* Short task:
Print the records below exactly as they appear.

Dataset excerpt
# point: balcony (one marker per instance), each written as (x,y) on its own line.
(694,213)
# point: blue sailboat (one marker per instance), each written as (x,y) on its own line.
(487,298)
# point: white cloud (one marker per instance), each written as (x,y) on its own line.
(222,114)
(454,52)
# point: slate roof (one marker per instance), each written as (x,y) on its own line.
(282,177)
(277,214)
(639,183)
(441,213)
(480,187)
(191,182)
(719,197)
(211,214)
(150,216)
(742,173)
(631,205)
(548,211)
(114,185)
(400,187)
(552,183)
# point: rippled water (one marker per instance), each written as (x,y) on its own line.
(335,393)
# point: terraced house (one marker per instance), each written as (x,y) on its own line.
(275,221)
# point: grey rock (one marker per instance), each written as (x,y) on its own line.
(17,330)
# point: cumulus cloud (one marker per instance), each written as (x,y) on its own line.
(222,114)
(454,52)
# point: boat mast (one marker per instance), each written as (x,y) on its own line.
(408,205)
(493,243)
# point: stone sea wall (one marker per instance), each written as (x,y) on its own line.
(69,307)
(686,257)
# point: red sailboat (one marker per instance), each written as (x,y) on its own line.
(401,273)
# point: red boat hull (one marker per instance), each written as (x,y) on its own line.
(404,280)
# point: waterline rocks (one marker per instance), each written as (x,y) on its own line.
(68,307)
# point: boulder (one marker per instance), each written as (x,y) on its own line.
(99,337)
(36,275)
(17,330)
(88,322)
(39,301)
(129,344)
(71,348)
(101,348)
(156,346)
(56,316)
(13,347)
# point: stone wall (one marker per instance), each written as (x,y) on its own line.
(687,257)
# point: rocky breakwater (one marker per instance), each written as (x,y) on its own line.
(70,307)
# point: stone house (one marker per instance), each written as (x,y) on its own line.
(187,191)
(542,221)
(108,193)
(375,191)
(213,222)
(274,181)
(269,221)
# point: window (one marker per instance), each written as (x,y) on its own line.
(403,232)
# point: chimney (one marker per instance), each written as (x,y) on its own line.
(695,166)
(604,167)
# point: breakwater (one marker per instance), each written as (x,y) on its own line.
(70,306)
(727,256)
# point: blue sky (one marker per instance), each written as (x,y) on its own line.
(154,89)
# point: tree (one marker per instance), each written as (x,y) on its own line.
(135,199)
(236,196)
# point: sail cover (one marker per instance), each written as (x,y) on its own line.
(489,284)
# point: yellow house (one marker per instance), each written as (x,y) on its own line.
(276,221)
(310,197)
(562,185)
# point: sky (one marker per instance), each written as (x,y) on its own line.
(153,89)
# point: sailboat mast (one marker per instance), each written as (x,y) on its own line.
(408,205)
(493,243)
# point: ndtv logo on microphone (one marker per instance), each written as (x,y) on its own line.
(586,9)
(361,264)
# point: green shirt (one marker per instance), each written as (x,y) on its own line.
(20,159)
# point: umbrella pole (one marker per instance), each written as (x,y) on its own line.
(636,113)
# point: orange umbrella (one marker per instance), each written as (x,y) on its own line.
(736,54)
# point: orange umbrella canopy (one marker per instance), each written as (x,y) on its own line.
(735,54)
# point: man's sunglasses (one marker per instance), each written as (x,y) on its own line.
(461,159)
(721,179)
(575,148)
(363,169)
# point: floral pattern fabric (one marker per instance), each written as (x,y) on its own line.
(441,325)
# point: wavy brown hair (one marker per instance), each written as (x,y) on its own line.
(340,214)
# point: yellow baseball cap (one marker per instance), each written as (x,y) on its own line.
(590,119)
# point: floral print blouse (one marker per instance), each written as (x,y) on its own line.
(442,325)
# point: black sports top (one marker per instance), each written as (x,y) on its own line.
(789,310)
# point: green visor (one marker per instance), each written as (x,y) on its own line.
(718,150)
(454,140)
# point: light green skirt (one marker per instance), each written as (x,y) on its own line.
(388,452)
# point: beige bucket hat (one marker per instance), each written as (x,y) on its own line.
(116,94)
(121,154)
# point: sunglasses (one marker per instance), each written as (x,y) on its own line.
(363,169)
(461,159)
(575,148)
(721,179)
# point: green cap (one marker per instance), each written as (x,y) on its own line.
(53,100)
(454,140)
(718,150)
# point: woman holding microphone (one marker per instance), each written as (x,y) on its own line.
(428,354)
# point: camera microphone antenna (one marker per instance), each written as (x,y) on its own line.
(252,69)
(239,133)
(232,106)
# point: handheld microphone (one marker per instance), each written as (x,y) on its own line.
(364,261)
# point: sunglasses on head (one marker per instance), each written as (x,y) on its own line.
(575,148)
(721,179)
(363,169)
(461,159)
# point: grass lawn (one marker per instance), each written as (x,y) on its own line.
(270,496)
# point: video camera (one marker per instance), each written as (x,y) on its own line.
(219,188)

* Expected answer:
# point: balcony (one marker per instance), each written as (x,y) on its own line.
(694,213)
# point: blue sailboat (one marker per instance), each written as (x,y) on its own line.
(487,298)
# point: white cloud (one marker per instance), each written as (x,y) on its own line.
(222,114)
(454,52)
# point: slate roof (one marker per instance), each written as (x,y) on its own line.
(282,177)
(277,214)
(639,183)
(441,213)
(480,187)
(191,182)
(719,197)
(211,214)
(150,216)
(742,173)
(631,205)
(548,211)
(114,185)
(400,187)
(552,183)
# point: rippled water (one marker per instance), each written as (x,y) on its own line.
(335,393)
# point: terraced house (one marker per instance), each written as (x,y) on its own line.
(275,221)
# point: grey rock (one marker per instance), each written as (x,y) on its own line.
(17,330)
# point: cumulus cloud (one marker per instance), each written as (x,y) on its own line.
(222,114)
(454,52)
# point: boat mast (one marker per instance), each written as (x,y) on its own line.
(408,205)
(493,243)
# point: stone sea wall (one marker per instance), each written as (x,y) on its own line.
(69,307)
(686,257)
# point: red sailboat (one marker per instance), each written as (x,y) on its own line.
(401,273)
# point: red boat hull (one marker per instance), each written as (x,y) on its own line.
(404,280)
# point: waterline rocks (one marker per instance), each written as (x,y) on its own line.
(68,307)
# point: boulder (one marker per instance), each written as (x,y) on its own line.
(99,337)
(36,275)
(17,330)
(88,322)
(39,301)
(129,344)
(71,348)
(101,348)
(156,346)
(56,316)
(13,347)
# point: stone wall (one marker per instance), each written as (x,y) on its own line.
(687,257)
# point: rocky breakwater (one marker per instance), each written as (x,y) on its own line.
(70,307)
# point: stone house (one marker per instance), each written as (x,y) on its own line.
(187,191)
(542,221)
(108,193)
(375,191)
(213,222)
(274,181)
(269,221)
# point: window (one marker per instance), each written as (x,y) on its own line.
(403,232)
# point: chimney (one marker per instance), each written as (x,y) on its own line.
(695,166)
(604,167)
# point: breakwater (one marker per instance), each written as (x,y) on its own line.
(70,306)
(727,256)
# point: blue sky (one marker per instance), each written as (x,y) on its own line.
(154,89)
# point: tree (one marker per instance), each written as (x,y) on its own line.
(135,199)
(236,196)
# point: sail cover (one marker per instance), each written as (x,y) on its own line.
(489,284)
# point: yellow house (one marker per instance), each written as (x,y) on its own line.
(276,221)
(310,197)
(562,185)
# point: sky (one marker per instance), each written as (x,y) on its own line.
(153,89)
# point: sailboat mast (one marker per instance), each written as (x,y) on its own line.
(408,205)
(493,243)
# point: ndtv logo on microphone (one marker per instance), each written as (x,y) on its own line.
(586,9)
(361,264)
# point: green shirt (one marker per instance), each written as (x,y) on its own line.
(20,159)
# point: umbrella pole (one marker per instance), each written as (x,y) on its own line.
(636,113)
# point: orange umbrella (one marker per instance), each written as (x,y) on its own line.
(736,54)
# point: orange umbrella canopy (one marker per instance), each written as (x,y) on its own line.
(735,54)
# point: man's sunglasses (one marker per instance), each written as (x,y) on its own line.
(461,159)
(721,179)
(575,148)
(363,169)
# point: floral pattern fabric (one marker per instance), each written as (x,y) on its own line.
(441,325)
# point: wavy brown hair (one marker per instance), each written as (x,y) on its own line.
(340,214)
# point: yellow baseball cap (one marker per instance), each written as (x,y) on its own line.
(590,119)
# point: floral print blouse (one marker per instance), each written as (x,y) on its own line.
(442,325)
# point: black sports top (one marker per instance), each written as (x,y) on its own line.
(789,310)
# point: green visor (one marker per instance), each written as (x,y) on its own line.
(718,150)
(454,140)
# point: light green skirt (one marker per instance), each written as (x,y) on its own line.
(388,452)
# point: beige bucket hat (one marker per instance), each written as (x,y) on its own line.
(116,94)
(121,154)
# point: sunglasses (one marker per instance), each written as (x,y) on its own line.
(363,169)
(461,159)
(575,148)
(721,179)
# point: green cap (one marker per instance), each written as (x,y) on its own line.
(53,100)
(454,140)
(718,150)
# point: woman holding microphone (one marker per instance), each written as (x,y) on its own line.
(428,354)
# point: camera microphone antenna (one marker per instance), each written as (x,y) on its own line.
(252,69)
(239,133)
(232,106)
# point: handheld microphone (one marker per instance), each written as (x,y) on its own line.
(364,261)
# point: sunglasses on head (one marker per instance), each written as (x,y) on its own line.
(575,148)
(721,179)
(363,169)
(461,159)
# point: grass lawn (one marker per instance), each written as (x,y) on its own line.
(270,496)
# point: video camera (one marker per instance), each written as (x,y) on its own line.
(219,188)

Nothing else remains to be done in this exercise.